* STATED EXERCISE
Lay out every line of the items below as a numbered list, omitting blank lines. Leave the pictures out of your answer.

* DATA SHOWN
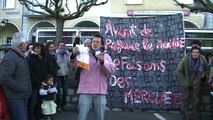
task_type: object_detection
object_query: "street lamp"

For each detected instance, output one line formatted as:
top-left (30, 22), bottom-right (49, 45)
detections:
top-left (0, 19), bottom-right (8, 44)
top-left (0, 19), bottom-right (8, 27)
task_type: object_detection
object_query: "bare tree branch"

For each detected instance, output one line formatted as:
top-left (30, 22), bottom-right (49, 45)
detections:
top-left (19, 0), bottom-right (108, 44)
top-left (174, 0), bottom-right (213, 13)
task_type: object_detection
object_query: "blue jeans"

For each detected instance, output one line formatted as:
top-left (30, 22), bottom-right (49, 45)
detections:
top-left (56, 76), bottom-right (68, 107)
top-left (7, 98), bottom-right (28, 120)
top-left (78, 94), bottom-right (106, 120)
top-left (28, 89), bottom-right (41, 120)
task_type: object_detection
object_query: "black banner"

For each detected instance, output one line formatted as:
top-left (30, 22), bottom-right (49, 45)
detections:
top-left (100, 14), bottom-right (185, 109)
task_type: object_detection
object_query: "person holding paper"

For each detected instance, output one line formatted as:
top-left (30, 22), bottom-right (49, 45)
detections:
top-left (70, 34), bottom-right (115, 120)
top-left (56, 41), bottom-right (70, 112)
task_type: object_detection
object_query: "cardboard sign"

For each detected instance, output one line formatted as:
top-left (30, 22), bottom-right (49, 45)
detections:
top-left (76, 45), bottom-right (89, 70)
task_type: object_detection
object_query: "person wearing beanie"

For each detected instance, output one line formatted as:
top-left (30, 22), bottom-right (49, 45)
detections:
top-left (177, 44), bottom-right (209, 120)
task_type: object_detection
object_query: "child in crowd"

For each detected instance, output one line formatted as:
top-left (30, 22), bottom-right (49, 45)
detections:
top-left (39, 74), bottom-right (58, 120)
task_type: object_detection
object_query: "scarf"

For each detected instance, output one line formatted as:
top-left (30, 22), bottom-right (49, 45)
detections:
top-left (57, 49), bottom-right (68, 61)
top-left (189, 55), bottom-right (205, 78)
top-left (11, 46), bottom-right (25, 58)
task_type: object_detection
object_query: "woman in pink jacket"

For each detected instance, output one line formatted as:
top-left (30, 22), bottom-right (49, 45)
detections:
top-left (70, 34), bottom-right (115, 120)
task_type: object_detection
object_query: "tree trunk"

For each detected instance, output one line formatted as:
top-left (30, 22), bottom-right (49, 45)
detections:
top-left (54, 19), bottom-right (65, 45)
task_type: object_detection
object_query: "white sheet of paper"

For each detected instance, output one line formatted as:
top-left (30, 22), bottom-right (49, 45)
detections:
top-left (76, 45), bottom-right (89, 70)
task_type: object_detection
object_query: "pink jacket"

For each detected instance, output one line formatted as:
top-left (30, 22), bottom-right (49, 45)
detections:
top-left (71, 53), bottom-right (115, 94)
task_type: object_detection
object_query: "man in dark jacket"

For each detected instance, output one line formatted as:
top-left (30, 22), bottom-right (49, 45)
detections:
top-left (0, 33), bottom-right (32, 120)
top-left (177, 44), bottom-right (209, 120)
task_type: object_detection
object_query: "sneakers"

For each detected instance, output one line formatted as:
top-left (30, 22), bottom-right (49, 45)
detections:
top-left (56, 107), bottom-right (62, 113)
top-left (44, 116), bottom-right (52, 120)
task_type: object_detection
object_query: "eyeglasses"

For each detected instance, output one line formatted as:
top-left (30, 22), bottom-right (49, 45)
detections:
top-left (192, 44), bottom-right (200, 48)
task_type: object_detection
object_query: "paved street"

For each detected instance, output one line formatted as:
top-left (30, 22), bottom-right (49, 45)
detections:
top-left (53, 110), bottom-right (212, 120)
top-left (54, 110), bottom-right (180, 120)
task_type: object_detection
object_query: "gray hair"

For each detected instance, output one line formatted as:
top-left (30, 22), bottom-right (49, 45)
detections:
top-left (11, 32), bottom-right (26, 47)
top-left (84, 39), bottom-right (92, 45)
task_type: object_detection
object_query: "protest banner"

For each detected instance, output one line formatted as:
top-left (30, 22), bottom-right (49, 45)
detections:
top-left (100, 14), bottom-right (185, 109)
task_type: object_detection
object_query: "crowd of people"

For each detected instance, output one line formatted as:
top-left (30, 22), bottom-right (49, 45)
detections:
top-left (0, 32), bottom-right (213, 120)
top-left (0, 33), bottom-right (115, 120)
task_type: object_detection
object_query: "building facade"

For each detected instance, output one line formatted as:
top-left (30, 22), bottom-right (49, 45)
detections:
top-left (0, 0), bottom-right (213, 47)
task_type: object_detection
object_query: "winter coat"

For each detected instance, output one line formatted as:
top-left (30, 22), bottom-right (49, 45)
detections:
top-left (0, 49), bottom-right (32, 98)
top-left (177, 54), bottom-right (209, 89)
top-left (28, 53), bottom-right (47, 90)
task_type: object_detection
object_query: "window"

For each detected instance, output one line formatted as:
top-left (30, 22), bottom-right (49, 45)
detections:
top-left (3, 0), bottom-right (15, 9)
top-left (124, 0), bottom-right (143, 4)
top-left (174, 0), bottom-right (194, 4)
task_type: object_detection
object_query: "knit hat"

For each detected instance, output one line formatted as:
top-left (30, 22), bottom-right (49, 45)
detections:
top-left (191, 44), bottom-right (201, 53)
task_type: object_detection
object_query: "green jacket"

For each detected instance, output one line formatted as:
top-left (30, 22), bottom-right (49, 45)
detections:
top-left (177, 53), bottom-right (209, 89)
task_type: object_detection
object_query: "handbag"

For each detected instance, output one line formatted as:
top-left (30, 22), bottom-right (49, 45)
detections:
top-left (208, 77), bottom-right (213, 90)
top-left (0, 85), bottom-right (9, 120)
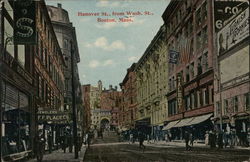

* OUTPUT OF THE TASK
1. task_type: object_detection
2. object_query: "street lamp"
3. For each detected instance, output one line formatted as:
4. top-left (30, 22), bottom-right (49, 45)
5. detections:
6. top-left (0, 19), bottom-right (8, 44)
7. top-left (0, 19), bottom-right (8, 27)
8. task_type: object_detection
9. object_query: "bare tree branch"
10. For each detected instance, output one line formatted as:
11. top-left (30, 22), bottom-right (49, 45)
12. detections:
13. top-left (19, 0), bottom-right (108, 44)
14. top-left (174, 0), bottom-right (213, 13)
15. task_type: object_detection
16. object_query: "blue jeans"
17. For each detected instance, output one line formatted as:
18. top-left (30, 22), bottom-right (49, 45)
19. detections:
20. top-left (56, 76), bottom-right (68, 107)
21. top-left (7, 98), bottom-right (28, 120)
22. top-left (78, 94), bottom-right (106, 120)
23. top-left (28, 89), bottom-right (41, 120)
24. task_type: object_detection
25. object_query: "black banner"
26. For each detected instance, output one line formatted as:
27. top-left (30, 22), bottom-right (49, 45)
28. detections:
29. top-left (100, 14), bottom-right (185, 109)
30. task_type: object_detection
31. object_query: "person holding paper"
32. For each detected instance, output one line formatted as:
33. top-left (30, 22), bottom-right (49, 45)
34. detections:
35. top-left (70, 34), bottom-right (115, 120)
36. top-left (56, 41), bottom-right (70, 112)
37. task_type: object_detection
38. object_query: "cardboard sign"
39. For each detected instance, output one line formatted as:
40. top-left (30, 22), bottom-right (49, 45)
41. detections:
42. top-left (76, 45), bottom-right (89, 70)
43. task_type: object_detection
44. object_query: "person wearing beanie"
45. For each detected instance, output one line formatted as:
46. top-left (30, 22), bottom-right (49, 45)
47. detections:
48. top-left (177, 44), bottom-right (209, 120)
49. task_type: object_detection
50. object_query: "child in crowd"
51. For each detected instance, output one line formatted as:
52. top-left (30, 22), bottom-right (49, 45)
53. detections:
54. top-left (39, 74), bottom-right (58, 120)
55. task_type: object_detection
56. object_query: "scarf"
57. For each detected instance, output one line formatted as:
58. top-left (30, 22), bottom-right (49, 45)
59. detections:
60. top-left (57, 49), bottom-right (68, 61)
61. top-left (189, 55), bottom-right (205, 78)
62. top-left (11, 46), bottom-right (25, 58)
63. task_type: object_detection
64. object_query: "woman in pink jacket"
65. For each detected instance, output one line formatted as:
66. top-left (30, 22), bottom-right (49, 45)
67. detections:
68. top-left (70, 34), bottom-right (115, 120)
69. task_type: object_detection
70. object_query: "tree trunk"
71. For each detected instance, output one line formatted as:
72. top-left (30, 22), bottom-right (49, 45)
73. detections:
74. top-left (54, 19), bottom-right (65, 45)
75. task_type: object_detection
76. object_query: "white sheet of paper"
77. For each detected instance, output one line formatted as:
78. top-left (30, 22), bottom-right (49, 45)
79. detections:
80. top-left (76, 45), bottom-right (89, 70)
81. task_type: object_detection
82. object_query: "pink jacket"
83. For each detected instance, output one line formatted as:
84. top-left (30, 22), bottom-right (49, 45)
85. detections:
86. top-left (71, 53), bottom-right (115, 94)
87. task_type: object_detection
88. object_query: "man in dark jacket"
89. For each detected instance, output one line formatted as:
90. top-left (30, 22), bottom-right (49, 45)
91. detections:
92. top-left (0, 33), bottom-right (32, 120)
93. top-left (177, 44), bottom-right (209, 120)
94. task_type: object_detection
95. object_query: "sneakers"
96. For each detected instance, output one line formatted as:
97. top-left (30, 22), bottom-right (49, 45)
98. detections:
99. top-left (56, 107), bottom-right (62, 113)
100. top-left (44, 116), bottom-right (52, 120)
101. task_type: object_detection
102. object_query: "eyeglasses"
103. For each detected instance, output one line formatted as:
104. top-left (30, 22), bottom-right (49, 45)
105. detections:
106. top-left (192, 44), bottom-right (200, 48)
107. task_type: object_detection
108. object_query: "paved street"
109. For each detected instance, output one line formatted as:
110. top-left (30, 22), bottom-right (49, 45)
111. detections:
112. top-left (53, 110), bottom-right (212, 120)
113. top-left (54, 110), bottom-right (180, 120)
114. task_type: object_detection
115. object_query: "gray hair"
116. For each detected instance, output one line formatted as:
117. top-left (30, 22), bottom-right (49, 45)
118. detections:
119. top-left (11, 32), bottom-right (26, 47)
120. top-left (84, 39), bottom-right (92, 45)
121. task_type: object_detection
122. object_query: "protest banner"
123. For each detected instance, output one line formatted as:
124. top-left (30, 22), bottom-right (49, 45)
125. detections:
126. top-left (100, 14), bottom-right (185, 109)
127. task_type: object_detection
128. object_query: "crowd of people"
129. For each detected instance, output one line formatted as:
130. top-left (30, 22), bottom-right (49, 45)
131. detections:
132. top-left (0, 32), bottom-right (213, 120)
133. top-left (0, 33), bottom-right (115, 120)
134. task_type: object_detection
135. object_query: "building facade"
136. For each detected instance, output one line formatted as:
137. top-left (30, 22), bottom-right (49, 45)
138. detections:
139. top-left (0, 0), bottom-right (213, 47)
140. task_type: object_detection
141. object_query: "winter coat"
142. For each detected instance, output one line formatted as:
143. top-left (30, 22), bottom-right (49, 45)
144. detections:
145. top-left (0, 49), bottom-right (32, 98)
146. top-left (177, 54), bottom-right (209, 89)
147. top-left (28, 53), bottom-right (47, 90)
148. task_type: object_detection
149. object_query: "window"
150. For each detected instance, output one line formatted as:
151. top-left (30, 22), bottom-right (49, 45)
152. detections:
153. top-left (3, 0), bottom-right (15, 9)
154. top-left (124, 0), bottom-right (143, 4)
155. top-left (174, 0), bottom-right (194, 4)
156. task_type: object_detection
157. object_query: "knit hat"
158. For each detected instance, output one line formatted as:
159. top-left (30, 22), bottom-right (49, 45)
160. detections:
161. top-left (191, 44), bottom-right (201, 53)
162. task_type: object_detection
163. object_query: "green jacket"
164. For each detected instance, output one line formatted as:
165. top-left (30, 22), bottom-right (49, 45)
166. detections:
167. top-left (177, 53), bottom-right (209, 89)
168. task_type: object_detection
169. object_query: "handbag"
170. For each detected instance, output one line formatted as:
171. top-left (30, 22), bottom-right (49, 45)
172. detections:
173. top-left (208, 77), bottom-right (213, 90)
174. top-left (0, 85), bottom-right (9, 120)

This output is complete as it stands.